Given exercise A = In the thread below about the Substrait-to-Velox code, whose Substrait offering is given as a comparison for a standalone repository?

Passage provided =
Open mbasmanova opened 7 months ago
cc: @rui-mo @FelixYBW
I'm OK to remove them since they are moved in Gluten now. See if Voltron Data guys still wants to work on it.
I don't think anyone else can use the version that's inside Gluten. Ideally the Substrait->Velox code would live in its own repository so it can be used by anyone needing a Substrait gateway to Velox (similar to datafusion's substrait offering).
I don't think anyone else can use the version that's inside Gluten. Ideally the Substrait->Velox code would live in its own repository so it can be used by anyone needing a Substrait gateway to Velox (similar to datafusion's substrait offering).
Yes, but the problem now is it's not mature yet and no one is developing or maintain the code. I don't know if anyone still uses it. In future if someone owns the work, they can start from current code.
Gluten team currently has no resource to work on it, it's not our high priority work. If Voltron Data is going to make it mature, Gluten will switch from our internal one to Velox's.
Is velox open to someone else maintaining the code in a separate repository as @EpsilonPrime mentioned?
I am researching the use of substrait to span engines such as Acero, DuckDB, etc. I would be willing to be a maintainer for a separate repository for the forseeable future; or, I can coordinate with VoltronData or @EpsilonPrime on some sort of shared maintainership.

The data =
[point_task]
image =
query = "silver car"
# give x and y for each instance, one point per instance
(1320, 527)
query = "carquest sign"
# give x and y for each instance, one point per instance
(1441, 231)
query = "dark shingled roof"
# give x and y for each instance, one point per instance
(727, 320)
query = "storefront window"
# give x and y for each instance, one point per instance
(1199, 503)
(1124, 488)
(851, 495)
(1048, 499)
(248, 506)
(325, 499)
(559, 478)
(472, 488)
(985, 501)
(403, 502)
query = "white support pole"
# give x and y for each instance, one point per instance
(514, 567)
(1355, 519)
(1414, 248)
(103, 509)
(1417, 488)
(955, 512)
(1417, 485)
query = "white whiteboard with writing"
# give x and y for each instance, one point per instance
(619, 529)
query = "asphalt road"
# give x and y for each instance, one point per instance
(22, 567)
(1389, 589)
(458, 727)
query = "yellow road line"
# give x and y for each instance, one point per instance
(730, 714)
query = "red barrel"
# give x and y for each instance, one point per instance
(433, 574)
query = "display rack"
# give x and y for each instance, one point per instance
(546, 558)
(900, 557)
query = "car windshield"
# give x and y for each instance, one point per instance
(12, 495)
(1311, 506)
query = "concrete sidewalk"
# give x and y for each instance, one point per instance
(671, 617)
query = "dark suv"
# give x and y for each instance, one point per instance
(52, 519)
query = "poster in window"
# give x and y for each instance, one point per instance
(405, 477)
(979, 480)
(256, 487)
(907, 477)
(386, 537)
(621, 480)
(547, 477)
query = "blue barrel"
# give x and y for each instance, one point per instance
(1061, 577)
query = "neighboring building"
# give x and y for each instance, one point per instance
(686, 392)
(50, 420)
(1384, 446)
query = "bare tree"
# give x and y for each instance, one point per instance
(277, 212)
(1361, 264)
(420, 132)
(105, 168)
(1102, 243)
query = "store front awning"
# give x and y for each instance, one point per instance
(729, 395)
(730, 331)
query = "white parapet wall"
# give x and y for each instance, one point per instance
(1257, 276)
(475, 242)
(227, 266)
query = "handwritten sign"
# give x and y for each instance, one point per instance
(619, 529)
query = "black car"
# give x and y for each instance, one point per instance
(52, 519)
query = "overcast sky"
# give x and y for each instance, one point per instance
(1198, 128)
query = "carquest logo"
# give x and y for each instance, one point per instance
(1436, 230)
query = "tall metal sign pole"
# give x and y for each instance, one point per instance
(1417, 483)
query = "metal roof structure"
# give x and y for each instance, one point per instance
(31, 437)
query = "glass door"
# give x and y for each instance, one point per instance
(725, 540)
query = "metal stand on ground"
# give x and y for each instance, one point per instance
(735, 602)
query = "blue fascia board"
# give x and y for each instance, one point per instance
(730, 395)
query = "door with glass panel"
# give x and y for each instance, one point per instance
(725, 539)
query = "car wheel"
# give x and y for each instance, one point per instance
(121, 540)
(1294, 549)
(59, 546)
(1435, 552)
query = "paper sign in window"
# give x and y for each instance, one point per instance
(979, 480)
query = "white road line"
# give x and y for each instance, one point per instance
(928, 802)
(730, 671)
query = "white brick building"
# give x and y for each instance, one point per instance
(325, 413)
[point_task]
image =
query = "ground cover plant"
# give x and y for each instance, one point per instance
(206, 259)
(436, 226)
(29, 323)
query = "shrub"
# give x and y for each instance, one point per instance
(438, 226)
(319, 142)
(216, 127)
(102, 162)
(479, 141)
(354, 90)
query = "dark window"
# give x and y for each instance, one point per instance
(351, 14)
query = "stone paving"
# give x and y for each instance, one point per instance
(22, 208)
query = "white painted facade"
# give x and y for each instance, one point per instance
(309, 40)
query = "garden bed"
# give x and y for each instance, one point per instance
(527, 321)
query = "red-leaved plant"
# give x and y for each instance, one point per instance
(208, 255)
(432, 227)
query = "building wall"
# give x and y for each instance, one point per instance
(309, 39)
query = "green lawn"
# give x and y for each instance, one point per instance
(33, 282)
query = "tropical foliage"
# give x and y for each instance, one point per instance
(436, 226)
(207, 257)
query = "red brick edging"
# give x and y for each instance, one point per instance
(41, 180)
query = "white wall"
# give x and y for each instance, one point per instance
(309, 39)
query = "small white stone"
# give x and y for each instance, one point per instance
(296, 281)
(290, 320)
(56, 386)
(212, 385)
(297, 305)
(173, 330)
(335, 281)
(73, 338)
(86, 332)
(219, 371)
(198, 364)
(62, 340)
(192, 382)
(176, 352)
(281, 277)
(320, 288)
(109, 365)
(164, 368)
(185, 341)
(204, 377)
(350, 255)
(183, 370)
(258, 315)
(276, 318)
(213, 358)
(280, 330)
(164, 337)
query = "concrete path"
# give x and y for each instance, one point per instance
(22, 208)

Given exercise B = Report every line of the listing above that contains the string "white".

Full answer A = Datafusion's Substrait offering.

Full answer B =
query = "white support pole"
query = "white whiteboard with writing"
query = "white parapet wall"
query = "white road line"
query = "white brick building"
query = "white painted facade"
query = "white wall"
query = "small white stone"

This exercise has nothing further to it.